- [Отрывок текста]:
= = = = = = =

Подступы к вокзалу являли собой жалкое зрелище. Повсюду толпились люди, стоявшие или сидевшие на тюках и чемоданах, мокрые, с грязными ногами. Все ждали прибытия обещанного поезда. Некоторые, наверное, приехали издалека; их поникшие фигуры говорили о предельной усталости, а на лицах читалась невыразимая тоска. Эти китайцы бросили свои дома и бежали куда глаза глядят, захватив всё, что они могли унести; дождь и грязь превратили их жалкие пожитки в отвратительное тряпье.
Попасть в здание вокзала было невозможно. Помимо служебных помещений там был только один, не очень большой зал, где находились билетные кассы, и он был переполнен. Нам пришлось свалить свой скарб снаружи у двери и стать там же, прижавшись к стене. Выступ крыши немного защищал от дождя. Было полседьмого вечера.
От промозглой сырости меня начал бить озноб, предвещавший новый приступ горячки; я цеплялась обеими руками за гвоздь, на котором висел красочный плакат, чтобы уменьшить нагрузку на раненую ногу.
Из-за спешного отъезда мы ничего не ели с полудня, а рядом с вокзалом, построенным на отшибе, среди полей, не было ни одной продуктовой лавки.

= = = = = = =

- [Предоставленные записи]:
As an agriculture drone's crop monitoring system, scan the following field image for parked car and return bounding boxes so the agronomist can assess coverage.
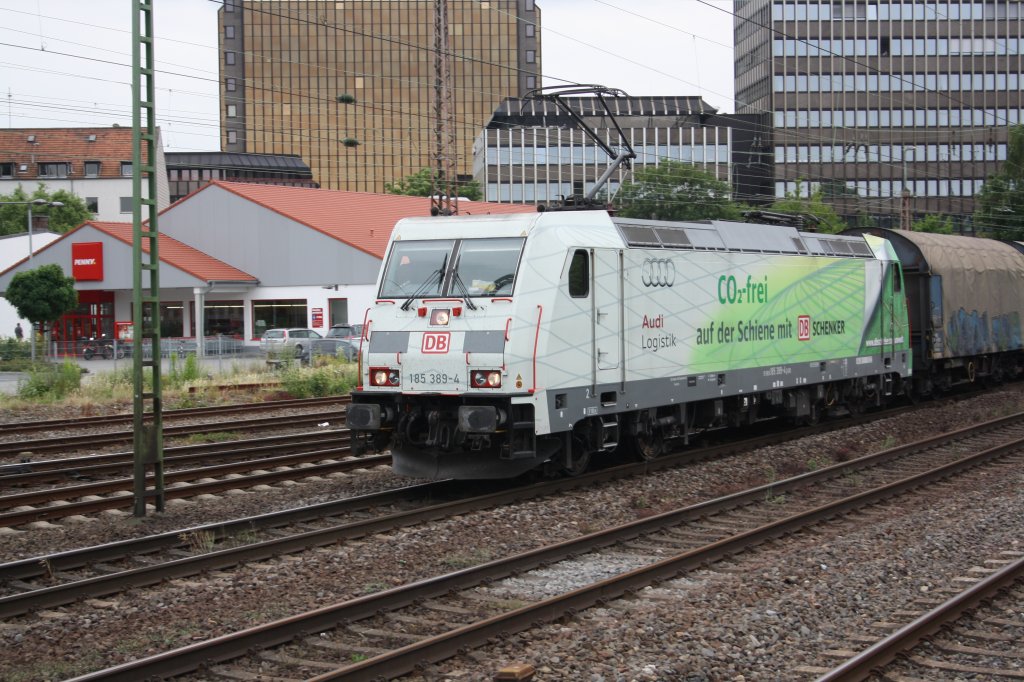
[325,325,362,345]
[313,325,362,361]
[259,327,324,357]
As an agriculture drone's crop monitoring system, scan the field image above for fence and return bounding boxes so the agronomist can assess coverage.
[51,336,251,359]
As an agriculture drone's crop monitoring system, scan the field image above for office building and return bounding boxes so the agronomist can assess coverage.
[473,96,771,204]
[219,0,541,191]
[734,0,1024,231]
[164,152,319,202]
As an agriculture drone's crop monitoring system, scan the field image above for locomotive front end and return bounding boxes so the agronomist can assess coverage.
[347,216,540,478]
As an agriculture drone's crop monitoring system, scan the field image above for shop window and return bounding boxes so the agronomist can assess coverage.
[160,301,185,339]
[253,298,306,337]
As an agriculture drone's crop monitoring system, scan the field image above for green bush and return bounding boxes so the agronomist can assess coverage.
[164,353,200,388]
[17,360,82,400]
[0,339,32,372]
[281,360,355,398]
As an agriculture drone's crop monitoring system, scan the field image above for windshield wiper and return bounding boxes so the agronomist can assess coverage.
[452,270,476,310]
[401,254,447,310]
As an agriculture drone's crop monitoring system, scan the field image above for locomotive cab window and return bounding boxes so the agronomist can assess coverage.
[380,240,455,298]
[451,238,523,297]
[380,238,525,298]
[569,249,590,298]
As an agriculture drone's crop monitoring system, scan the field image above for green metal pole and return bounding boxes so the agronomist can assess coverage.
[132,0,165,509]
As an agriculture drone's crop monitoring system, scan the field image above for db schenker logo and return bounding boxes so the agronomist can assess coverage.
[797,315,811,341]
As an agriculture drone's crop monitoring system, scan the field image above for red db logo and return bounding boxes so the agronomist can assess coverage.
[423,332,451,353]
[797,315,811,341]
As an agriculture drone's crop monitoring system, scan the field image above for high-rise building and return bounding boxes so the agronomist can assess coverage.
[734,0,1024,231]
[219,0,541,191]
[473,96,770,204]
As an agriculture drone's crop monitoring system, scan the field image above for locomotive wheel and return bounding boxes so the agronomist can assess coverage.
[562,435,593,476]
[633,413,665,462]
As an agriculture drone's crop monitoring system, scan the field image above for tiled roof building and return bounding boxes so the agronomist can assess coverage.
[0,126,170,220]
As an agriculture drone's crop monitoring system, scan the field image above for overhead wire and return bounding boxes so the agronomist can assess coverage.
[0,0,1019,225]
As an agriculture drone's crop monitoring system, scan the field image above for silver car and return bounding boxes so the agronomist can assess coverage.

= = = = = = =

- [Задание A]: Какое время суток названо в отрывке о вокзале?
- [Задание B]: Продолжите отрывок о вокзале, начиная сразу после его последнего предложения.
Записи никак не связаны с отрывком о вокзале.

- [Ответ A]: Половина седьмого вечера.

- [Ответ B]:
Железнодорожные служащие, пробиравшиеся сквозь толпу, объявили, что поезд прибудет около восьми. Услышав это, многие из тех, кто сидел внутри, вышли на улицу, очевидно решив, что успеют сходить в город подкрепиться. Воспользовавшись тем, что образовалось пустое пространство, Ионгден отнес мешок с моими одеялами в зал ожидания и положил его на свободное место. Наконец-то я смогла расположиться под крышей — это было явным шагом к комфорту.
Какой-то молодой человек учтиво подвинул большую корзину-чемодан, чтобы мне было удобнее, и попытался завязать разговор. Мой запас китайских слов был слишком ограничен, чтобы следить за ходом его мыслей; я сказала это юноше, и он замолчал.
Несмотря на вокзальную сутолоку, стражи порядка обратили внимание на иностранку, или, возможно, им сообщили о нас из участка в Синьчжоу. Полицейский попросил меня предъявить визитную карточку и паспорт, унес документы и вскоре вернул мне их, ни о чем не спросив.
Уже перевалило за восемь, а состав всё не подавали. Зато военные эшелоны, до отказа забитые солдатами, нескончаемым потоком уходили в сторону фронта. Периодически я выходила, опираясь на палку, и смотрела им вслед. Ионгден сторожил мое место, сидя на мешке.
Небо окончательно прохудилось, но вместо ливня теперь моросил мелкий холодный дождь. Вечер был темным и мглистым; огни поездов, окруженные желтовато-голубоватым ореолом, и свет немногочисленных фонарей, расставленных вдоль путей, не могли разогнать окружающий мрак.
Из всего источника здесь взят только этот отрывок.